▶ _Extract provided_:
__________________________________________________

Twenty years ago, Cowboy Bebop blasted onto televisions across the planet, redefining the anime genre with its unique approach. Creator Shinichirō Watanabe melded film noir aesthetics and classic western elements with science fiction, pairing it with an unforgettable soundtrack stuffed to the gills with jazz and blue. The alchemy doesn’t make sense on paper, but it certainly holds up on screen. What he gifted to animation fans everywhere was a love letter to multiple genres that continues to hold up.
In an age where Philip K. Dick is seeing a surge in popularity and movies like Mute and the Pacific Rim: Uprising generate a great deal of buzz, it’s no wonder that something that shares so much of its DNA with classic sci-fi continues to speak to us. Cowboy Bebop might not be quite old enough to drink yet, but in animation terms, it’s ancient, yet nowhere near as stale or creaky as other shows and concepts many years its junior.
The series would see its United States debut in 2001 through Cartoon Network’s Adult Swim programming block. The show had already garnered wide acclaim and is credited with offering a gateway into the world of anime. Watanabe’s exaggerated tagline of “a new genre unto itself” was tongue in cheek, but not far from the concept, which blended sci-fi, comedy and detective stories with a hefty dose of action.

__________________________________________________

▶ _Record extracts_:
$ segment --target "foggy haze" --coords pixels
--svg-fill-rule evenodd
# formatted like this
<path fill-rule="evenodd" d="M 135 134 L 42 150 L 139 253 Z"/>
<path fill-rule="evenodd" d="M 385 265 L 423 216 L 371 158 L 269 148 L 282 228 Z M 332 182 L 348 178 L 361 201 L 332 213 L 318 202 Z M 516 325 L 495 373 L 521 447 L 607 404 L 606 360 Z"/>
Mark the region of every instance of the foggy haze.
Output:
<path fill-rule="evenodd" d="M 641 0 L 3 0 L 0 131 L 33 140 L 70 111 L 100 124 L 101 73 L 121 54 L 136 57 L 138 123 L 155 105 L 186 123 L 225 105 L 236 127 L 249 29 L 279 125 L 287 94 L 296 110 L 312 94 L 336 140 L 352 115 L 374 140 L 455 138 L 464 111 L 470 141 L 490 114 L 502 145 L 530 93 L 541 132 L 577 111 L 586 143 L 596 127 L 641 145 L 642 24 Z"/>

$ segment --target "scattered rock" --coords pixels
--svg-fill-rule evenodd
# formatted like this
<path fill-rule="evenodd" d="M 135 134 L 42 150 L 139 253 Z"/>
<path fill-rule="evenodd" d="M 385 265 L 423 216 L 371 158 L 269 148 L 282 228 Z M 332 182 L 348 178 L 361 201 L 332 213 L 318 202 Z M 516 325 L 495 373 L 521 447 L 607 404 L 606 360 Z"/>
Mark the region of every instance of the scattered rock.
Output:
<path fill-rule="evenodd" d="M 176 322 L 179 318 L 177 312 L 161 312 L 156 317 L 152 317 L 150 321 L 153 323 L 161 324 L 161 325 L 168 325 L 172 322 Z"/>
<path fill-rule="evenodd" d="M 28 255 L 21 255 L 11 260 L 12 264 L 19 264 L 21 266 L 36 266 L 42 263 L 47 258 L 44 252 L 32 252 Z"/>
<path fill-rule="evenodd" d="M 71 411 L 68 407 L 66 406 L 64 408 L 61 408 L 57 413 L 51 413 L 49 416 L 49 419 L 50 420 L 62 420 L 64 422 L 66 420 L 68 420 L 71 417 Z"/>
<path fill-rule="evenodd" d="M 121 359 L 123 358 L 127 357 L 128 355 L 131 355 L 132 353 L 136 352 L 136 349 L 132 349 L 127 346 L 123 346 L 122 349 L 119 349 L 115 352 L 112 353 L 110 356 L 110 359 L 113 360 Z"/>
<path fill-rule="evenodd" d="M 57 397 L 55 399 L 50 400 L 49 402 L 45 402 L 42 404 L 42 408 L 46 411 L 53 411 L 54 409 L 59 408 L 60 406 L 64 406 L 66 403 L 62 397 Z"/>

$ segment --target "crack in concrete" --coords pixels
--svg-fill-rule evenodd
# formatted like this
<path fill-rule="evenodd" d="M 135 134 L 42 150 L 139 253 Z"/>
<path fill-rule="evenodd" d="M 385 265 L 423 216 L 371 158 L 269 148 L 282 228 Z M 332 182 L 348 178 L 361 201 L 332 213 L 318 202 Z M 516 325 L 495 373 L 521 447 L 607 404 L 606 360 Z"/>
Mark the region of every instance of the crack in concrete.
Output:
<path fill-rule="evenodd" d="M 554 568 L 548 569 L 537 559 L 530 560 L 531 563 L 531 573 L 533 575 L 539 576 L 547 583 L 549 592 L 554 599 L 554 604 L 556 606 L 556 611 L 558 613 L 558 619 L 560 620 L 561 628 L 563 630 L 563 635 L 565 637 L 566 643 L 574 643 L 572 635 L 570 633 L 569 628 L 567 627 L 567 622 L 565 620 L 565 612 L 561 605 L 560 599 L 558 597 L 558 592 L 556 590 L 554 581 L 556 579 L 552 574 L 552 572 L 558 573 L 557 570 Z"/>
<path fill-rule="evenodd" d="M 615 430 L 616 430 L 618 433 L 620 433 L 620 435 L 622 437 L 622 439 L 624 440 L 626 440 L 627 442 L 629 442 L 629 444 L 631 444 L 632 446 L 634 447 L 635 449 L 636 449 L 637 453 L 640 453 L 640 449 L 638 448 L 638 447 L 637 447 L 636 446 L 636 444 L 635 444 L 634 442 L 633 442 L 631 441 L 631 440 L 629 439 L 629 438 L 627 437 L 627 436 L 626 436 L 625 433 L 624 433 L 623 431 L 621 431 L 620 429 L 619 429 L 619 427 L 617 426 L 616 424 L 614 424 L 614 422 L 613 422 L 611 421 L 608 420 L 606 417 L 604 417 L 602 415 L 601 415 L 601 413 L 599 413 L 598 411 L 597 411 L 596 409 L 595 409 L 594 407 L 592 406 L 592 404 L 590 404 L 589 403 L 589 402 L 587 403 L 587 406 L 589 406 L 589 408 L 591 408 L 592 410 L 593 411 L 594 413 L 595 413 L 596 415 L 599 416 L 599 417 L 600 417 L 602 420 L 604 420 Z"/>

__________________________________________________

▶ _Your goal_: Transcribe the passage of the Cowboy Bebop article starting at "In an age where" and ending at "years its junior.".

▶ _Worked solution_:
In an age where Philip K. Dick is seeing a surge in popularity and movies like Mute and the Pacific Rim: Uprising generate a great deal of buzz, it’s no wonder that something that shares so much of its DNA with classic sci-fi continues to speak to us. Cowboy Bebop might not be quite old enough to drink yet, but in animation terms, it’s ancient, yet nowhere near as stale or creaky as other shows and concepts many years its junior.